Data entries
★ ★ ★ ★

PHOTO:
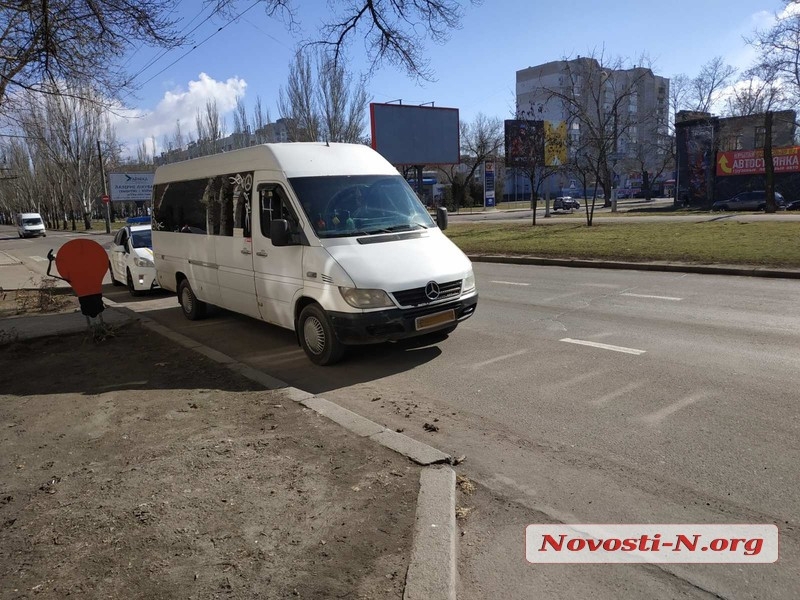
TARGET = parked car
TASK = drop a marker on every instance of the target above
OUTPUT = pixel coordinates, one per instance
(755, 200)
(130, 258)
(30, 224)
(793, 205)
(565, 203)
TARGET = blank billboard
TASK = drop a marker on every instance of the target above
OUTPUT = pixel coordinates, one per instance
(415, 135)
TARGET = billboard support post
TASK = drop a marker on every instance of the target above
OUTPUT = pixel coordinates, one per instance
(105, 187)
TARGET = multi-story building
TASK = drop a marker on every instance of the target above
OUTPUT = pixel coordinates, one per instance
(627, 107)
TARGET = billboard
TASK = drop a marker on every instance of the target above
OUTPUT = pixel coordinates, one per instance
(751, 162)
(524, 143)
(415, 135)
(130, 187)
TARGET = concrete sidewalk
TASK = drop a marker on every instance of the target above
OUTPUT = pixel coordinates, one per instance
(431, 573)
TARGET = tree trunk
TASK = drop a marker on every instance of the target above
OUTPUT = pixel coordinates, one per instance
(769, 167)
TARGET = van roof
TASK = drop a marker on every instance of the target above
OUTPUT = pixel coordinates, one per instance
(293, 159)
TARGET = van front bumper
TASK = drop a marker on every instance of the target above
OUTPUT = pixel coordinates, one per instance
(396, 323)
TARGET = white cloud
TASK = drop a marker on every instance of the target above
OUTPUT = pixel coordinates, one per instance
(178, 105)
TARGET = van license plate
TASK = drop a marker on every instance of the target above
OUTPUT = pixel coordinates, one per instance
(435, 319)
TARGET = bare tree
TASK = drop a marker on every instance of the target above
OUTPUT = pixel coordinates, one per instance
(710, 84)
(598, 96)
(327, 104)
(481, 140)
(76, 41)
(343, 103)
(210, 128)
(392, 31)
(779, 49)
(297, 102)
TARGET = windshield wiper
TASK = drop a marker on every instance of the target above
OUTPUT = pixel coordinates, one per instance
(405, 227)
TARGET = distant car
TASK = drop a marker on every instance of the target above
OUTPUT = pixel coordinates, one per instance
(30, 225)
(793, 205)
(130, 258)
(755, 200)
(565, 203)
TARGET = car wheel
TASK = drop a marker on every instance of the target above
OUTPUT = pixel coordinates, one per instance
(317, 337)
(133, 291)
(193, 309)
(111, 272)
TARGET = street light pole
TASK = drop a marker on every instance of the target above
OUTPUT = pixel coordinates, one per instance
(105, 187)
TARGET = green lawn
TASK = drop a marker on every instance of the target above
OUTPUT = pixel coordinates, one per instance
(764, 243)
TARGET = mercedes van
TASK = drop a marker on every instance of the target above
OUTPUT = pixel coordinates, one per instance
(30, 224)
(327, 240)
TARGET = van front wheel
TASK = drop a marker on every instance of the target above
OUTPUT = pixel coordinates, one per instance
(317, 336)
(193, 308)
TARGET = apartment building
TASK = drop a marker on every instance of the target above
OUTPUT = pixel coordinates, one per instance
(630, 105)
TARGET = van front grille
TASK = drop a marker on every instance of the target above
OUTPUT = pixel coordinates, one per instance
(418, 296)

★ ★ ★ ★

• [Brief]: Reproduce every line from the one containing "TARGET = mercedes van" through the final line of the items, requests included, and decrease each pixel coordinate in the answers by 77.

• [Answer for this exercise]:
TARGET = mercedes van
TASK = drop a marker on every instance of the target above
OUTPUT = pixel coordinates, one per instance
(-47, 147)
(250, 163)
TARGET = van front wheel
TASK = drop a marker on every instance of the target above
OUTPUT = pixel coordinates, one per instance
(240, 259)
(116, 231)
TARGET = apartment building
TASK = drop a marker on every instance of the target above
OUTPUT = pixel coordinates, one per instance
(553, 28)
TARGET = van front grille
TASK = drop a marker on every instance of the target above
OUTPUT = pixel coordinates, one per instance
(341, 219)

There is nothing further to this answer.